-------- Input material --------

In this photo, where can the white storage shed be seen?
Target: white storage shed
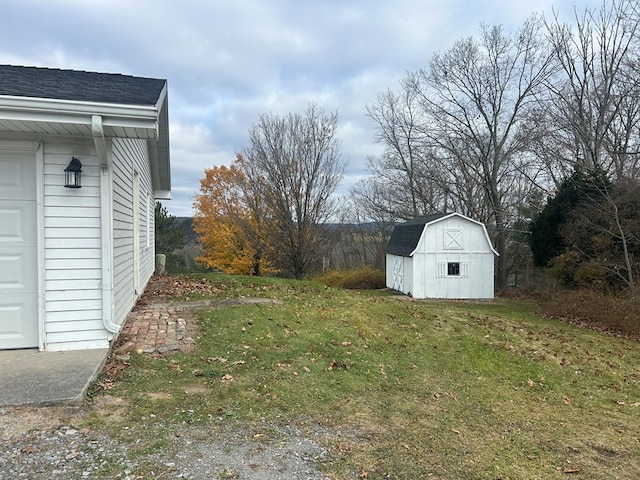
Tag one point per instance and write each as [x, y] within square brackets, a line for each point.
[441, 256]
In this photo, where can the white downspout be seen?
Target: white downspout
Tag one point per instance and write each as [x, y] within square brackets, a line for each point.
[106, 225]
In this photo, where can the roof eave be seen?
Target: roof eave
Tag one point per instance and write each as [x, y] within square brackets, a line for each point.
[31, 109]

--------
-------- Input material --------

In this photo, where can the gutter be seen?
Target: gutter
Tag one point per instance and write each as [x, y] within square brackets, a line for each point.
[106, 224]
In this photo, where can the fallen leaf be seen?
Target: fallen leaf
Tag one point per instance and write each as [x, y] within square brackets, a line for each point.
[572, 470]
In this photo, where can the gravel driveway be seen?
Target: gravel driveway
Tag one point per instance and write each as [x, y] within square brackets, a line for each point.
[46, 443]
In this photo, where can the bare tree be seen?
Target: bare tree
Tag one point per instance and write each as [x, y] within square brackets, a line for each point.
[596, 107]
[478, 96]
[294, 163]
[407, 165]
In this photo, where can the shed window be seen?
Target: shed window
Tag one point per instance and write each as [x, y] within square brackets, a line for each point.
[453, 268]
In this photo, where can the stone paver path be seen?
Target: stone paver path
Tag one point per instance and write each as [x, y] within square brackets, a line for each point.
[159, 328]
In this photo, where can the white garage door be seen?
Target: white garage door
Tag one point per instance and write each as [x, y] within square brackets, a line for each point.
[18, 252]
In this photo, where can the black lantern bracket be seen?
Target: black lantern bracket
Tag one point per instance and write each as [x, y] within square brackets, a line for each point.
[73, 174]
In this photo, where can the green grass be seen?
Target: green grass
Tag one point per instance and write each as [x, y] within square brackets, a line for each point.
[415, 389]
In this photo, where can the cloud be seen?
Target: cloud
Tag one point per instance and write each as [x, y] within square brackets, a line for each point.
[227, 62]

--------
-------- Input material --------

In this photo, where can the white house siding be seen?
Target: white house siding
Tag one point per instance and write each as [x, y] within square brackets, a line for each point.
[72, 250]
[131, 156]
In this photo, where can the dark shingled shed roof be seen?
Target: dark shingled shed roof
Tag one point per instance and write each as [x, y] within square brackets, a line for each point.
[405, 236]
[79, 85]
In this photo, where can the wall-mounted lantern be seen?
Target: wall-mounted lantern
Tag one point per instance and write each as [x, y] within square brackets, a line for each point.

--------

Short exercise> State how many lines in the material above contain the word "white", with case counting. Reply with the number alone.

Exercise response> 8